Document segment Start Marker
SuperCLUE: A Comprehensive Benchmark for Chinese LLMs
The paper introduces SuperCLUE, a comprehensive benchmark designed to evaluate the performance of Chinese LLMs across a wide spectrum of tasks. This benchmark seeks to address the existing gap where current evaluations primarily focus on model accuracy through multiple-choice questions, often neglecting user preferences and real-world applicability. SuperCLUE consists of three sub-tasks: CArena, OPEN, and CLOSE, each catering to different facets of model capabilities.
The CArena sub-task involves an interactive model battle platform, LangYa Leaderboard, which collects user interactions and ratings. Users interact with two anonymized LLMs and rate their responses, providing insights into user preferences based on actual usage scenarios. This sub-task encompasses a cross-section of diverse abilities such as semantic understanding, small talk, contextual conversation, and others. By correlating user ratings with model responses, it aims to capture the nuances of user satisfaction which conventional benchmarks often overlook.
The OPEN sub-task introduces open-ended questions, divided into single- and multiple-turn dialogues. These questions are carefully crafted to emulate real-world user queries and evaluate models' conversational capabilities. By emphasizing open-ended formats, this sub-task provides a more comprehensive exploration of LLMs' ability to conduct meaningful and context-aware dialogues, reflecting more accurately on their real-world applicability.
In contrast, the CLOSE sub-task transforms open-ended questions into closed-ended, multiple-choice formats. This sub-task allows for a conventional accuracy-based evaluation metric, providing a point of comparison against which the open-ended responses can be measured. While the closed-ended format is easier to evaluate, the authors argue that it does not fully capture the interactive and dynamic nature of user preferences.
Document segment End Marker
Entries supplied Start Marker
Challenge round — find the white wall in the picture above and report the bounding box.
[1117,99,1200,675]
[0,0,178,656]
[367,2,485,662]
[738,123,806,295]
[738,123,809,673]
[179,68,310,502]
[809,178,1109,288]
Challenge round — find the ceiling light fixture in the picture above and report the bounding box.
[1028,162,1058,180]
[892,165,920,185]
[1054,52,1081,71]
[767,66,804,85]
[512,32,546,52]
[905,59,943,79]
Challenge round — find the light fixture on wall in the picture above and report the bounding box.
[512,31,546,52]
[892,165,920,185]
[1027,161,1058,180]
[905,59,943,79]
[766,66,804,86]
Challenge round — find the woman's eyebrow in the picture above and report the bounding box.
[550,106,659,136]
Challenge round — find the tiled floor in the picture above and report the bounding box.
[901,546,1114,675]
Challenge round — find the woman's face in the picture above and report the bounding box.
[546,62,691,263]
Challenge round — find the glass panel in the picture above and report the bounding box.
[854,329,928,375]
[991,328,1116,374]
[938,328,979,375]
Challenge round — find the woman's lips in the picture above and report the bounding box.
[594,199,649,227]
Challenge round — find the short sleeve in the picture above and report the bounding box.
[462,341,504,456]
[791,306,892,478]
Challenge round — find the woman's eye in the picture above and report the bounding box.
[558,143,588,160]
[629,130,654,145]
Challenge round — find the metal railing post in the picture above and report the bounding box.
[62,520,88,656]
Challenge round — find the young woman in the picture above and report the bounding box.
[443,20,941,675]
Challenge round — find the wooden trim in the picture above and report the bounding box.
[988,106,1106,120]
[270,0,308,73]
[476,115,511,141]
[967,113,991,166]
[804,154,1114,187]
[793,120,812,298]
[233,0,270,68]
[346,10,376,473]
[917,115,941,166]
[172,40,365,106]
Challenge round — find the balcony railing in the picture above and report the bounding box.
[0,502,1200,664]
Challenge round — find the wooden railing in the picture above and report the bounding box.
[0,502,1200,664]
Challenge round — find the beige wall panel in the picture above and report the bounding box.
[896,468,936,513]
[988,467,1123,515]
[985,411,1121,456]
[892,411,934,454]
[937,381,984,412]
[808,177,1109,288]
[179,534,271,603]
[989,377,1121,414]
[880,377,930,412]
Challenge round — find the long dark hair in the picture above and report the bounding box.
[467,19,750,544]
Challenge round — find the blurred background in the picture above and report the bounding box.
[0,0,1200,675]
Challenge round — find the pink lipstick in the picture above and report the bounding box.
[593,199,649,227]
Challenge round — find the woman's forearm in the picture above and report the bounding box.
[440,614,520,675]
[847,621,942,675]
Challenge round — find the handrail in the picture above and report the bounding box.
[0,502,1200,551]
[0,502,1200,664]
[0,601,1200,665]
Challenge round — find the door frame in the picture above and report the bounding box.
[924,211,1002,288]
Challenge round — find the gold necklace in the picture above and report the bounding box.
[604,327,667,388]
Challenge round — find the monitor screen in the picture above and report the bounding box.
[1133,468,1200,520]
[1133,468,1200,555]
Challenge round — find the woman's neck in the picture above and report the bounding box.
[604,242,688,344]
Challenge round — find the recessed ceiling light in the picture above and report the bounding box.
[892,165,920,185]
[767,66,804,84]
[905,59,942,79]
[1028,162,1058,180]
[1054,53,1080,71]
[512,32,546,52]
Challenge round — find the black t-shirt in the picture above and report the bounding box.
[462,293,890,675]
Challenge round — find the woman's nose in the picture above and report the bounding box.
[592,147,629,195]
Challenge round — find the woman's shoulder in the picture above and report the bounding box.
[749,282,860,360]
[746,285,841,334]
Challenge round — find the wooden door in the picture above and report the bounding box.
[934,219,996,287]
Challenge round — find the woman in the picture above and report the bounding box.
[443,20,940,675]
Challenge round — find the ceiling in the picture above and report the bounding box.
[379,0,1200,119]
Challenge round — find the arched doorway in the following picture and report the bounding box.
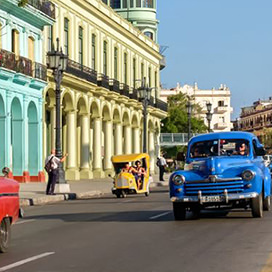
Entries supplied End Marker
Questions on the material -
1 > For the text on SuperCLUE, decide whether each statement agrees with it: (a) In CArena, users rate the responses of two anonymized LLMs. (b) The OPEN sub-task consists only of single-turn dialogues. (c) The authors hold that the closed-ended format fully captures user preferences. Answer yes or no for each, quoting the words of the text that decide it.
2 > Reproduce the passage of the text on SuperCLUE that begins at the words "The OPEN sub-task" and stops after the words "of user preferences.".

Results for each task -
1 >
(a) Yes: "Users interact with two anonymized LLMs and rate their responses"
(b) No: "divided into single- and multiple-turn dialogues"
(c) No: "the authors argue that it does not fully capture the interactive and dynamic nature of user preferences"

2 >
The OPEN sub-task introduces open-ended questions, divided into single- and multiple-turn dialogues. These questions are carefully crafted to emulate real-world user queries and evaluate models' conversational capabilities. By emphasizing open-ended formats, this sub-task provides a more comprehensive exploration of LLMs' ability to conduct meaningful and context-aware dialogues, reflecting more accurately on their real-world applicability.
In contrast, the CLOSE sub-task transforms open-ended questions into closed-ended, multiple-choice formats. This sub-task allows for a conventional accuracy-based evaluation metric, providing a point of comparison against which the open-ended responses can be measured. While the closed-ended format is easier to evaluate, the authors argue that it does not fully capture the interactive and dynamic nature of user preferences.